Two lines mark the range in the entries below: the one holding "of the rubber" and the one holding "of the blue". Set down those two and all lines between them, exactly.
++++ THE RECORDS
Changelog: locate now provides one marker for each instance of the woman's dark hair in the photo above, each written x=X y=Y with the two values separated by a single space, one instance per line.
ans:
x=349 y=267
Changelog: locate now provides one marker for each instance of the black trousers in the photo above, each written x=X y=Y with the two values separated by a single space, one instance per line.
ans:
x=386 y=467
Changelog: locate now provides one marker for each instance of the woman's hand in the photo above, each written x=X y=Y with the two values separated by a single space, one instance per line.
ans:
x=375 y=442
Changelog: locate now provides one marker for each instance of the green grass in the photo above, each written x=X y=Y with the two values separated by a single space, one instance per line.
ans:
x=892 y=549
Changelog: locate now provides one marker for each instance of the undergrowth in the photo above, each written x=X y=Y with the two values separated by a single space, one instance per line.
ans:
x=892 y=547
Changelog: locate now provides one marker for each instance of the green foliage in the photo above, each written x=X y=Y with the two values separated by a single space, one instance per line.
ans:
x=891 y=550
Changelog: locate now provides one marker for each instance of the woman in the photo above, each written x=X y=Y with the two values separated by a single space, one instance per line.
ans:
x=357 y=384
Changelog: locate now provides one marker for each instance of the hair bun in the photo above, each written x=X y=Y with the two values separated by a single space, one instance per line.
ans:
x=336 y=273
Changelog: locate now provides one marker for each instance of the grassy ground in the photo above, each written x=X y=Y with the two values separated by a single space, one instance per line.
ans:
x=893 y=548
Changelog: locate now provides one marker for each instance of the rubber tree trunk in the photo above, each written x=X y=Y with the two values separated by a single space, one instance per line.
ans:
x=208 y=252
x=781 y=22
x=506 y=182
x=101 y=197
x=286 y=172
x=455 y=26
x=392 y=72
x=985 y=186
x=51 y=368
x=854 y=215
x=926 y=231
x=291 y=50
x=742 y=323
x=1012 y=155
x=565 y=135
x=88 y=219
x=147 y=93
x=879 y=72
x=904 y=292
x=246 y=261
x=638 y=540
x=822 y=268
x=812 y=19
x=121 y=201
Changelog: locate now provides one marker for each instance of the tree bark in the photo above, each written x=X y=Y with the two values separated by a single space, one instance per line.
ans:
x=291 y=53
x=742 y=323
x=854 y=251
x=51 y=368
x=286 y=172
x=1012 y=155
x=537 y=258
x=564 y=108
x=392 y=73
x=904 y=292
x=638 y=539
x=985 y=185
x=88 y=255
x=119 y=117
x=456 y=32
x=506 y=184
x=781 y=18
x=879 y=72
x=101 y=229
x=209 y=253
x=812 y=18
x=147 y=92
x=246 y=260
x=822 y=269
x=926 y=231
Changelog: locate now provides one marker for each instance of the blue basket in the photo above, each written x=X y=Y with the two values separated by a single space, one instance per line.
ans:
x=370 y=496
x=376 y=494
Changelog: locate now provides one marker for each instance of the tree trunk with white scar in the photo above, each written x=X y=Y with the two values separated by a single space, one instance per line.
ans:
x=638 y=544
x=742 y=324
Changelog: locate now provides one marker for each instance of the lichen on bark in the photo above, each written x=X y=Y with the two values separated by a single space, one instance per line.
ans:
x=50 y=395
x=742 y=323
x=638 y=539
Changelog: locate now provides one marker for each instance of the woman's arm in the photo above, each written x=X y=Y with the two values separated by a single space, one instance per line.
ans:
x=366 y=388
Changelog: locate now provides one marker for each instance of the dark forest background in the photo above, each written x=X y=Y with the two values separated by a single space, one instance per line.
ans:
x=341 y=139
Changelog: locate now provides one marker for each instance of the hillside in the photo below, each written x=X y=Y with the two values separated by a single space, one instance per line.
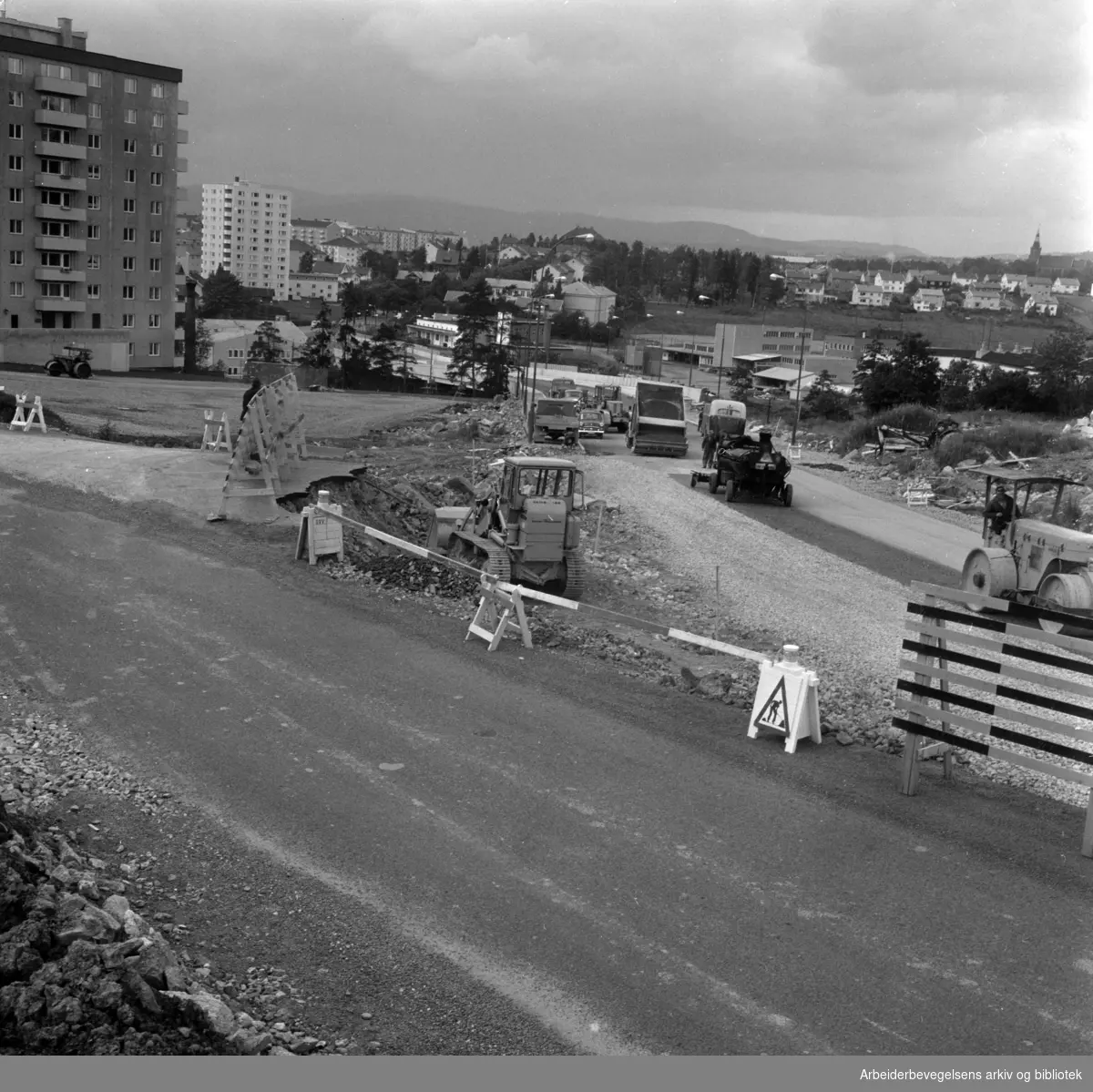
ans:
x=480 y=224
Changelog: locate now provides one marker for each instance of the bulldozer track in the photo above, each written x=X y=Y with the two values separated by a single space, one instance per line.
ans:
x=577 y=572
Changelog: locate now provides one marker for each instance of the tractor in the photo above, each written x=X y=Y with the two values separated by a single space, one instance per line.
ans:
x=72 y=360
x=526 y=531
x=1032 y=560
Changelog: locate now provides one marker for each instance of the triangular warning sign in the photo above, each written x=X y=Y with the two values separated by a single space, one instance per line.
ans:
x=773 y=713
++++++++
WRITTEN SOLUTION >>
Changelog: locate now provides one marker for each instance of the rubber tree trunk in the photo above, each written x=X y=Y with the two values separated by a single space, one instance per line.
ans:
x=208 y=252
x=781 y=22
x=506 y=182
x=101 y=197
x=286 y=172
x=455 y=26
x=392 y=72
x=985 y=186
x=51 y=368
x=854 y=215
x=926 y=231
x=291 y=50
x=742 y=323
x=1012 y=155
x=565 y=135
x=88 y=219
x=147 y=93
x=879 y=72
x=904 y=292
x=246 y=261
x=638 y=540
x=822 y=268
x=812 y=19
x=121 y=201
Changelog: locate now provides one marker for each instance of the tree bark in the photo above, each written x=X y=Y with the two values separated by a single space, one instance per line.
ans:
x=291 y=53
x=742 y=323
x=854 y=251
x=51 y=368
x=286 y=172
x=1012 y=155
x=537 y=258
x=564 y=108
x=392 y=73
x=904 y=292
x=638 y=539
x=985 y=185
x=88 y=255
x=119 y=117
x=456 y=32
x=506 y=184
x=781 y=18
x=879 y=72
x=101 y=229
x=209 y=253
x=812 y=18
x=147 y=92
x=246 y=260
x=822 y=269
x=926 y=231
Changelog: locate now provides one marker for each instance of the blue basket in the photo above, each written x=X y=Y with the two values separated by a single space, one instance per line.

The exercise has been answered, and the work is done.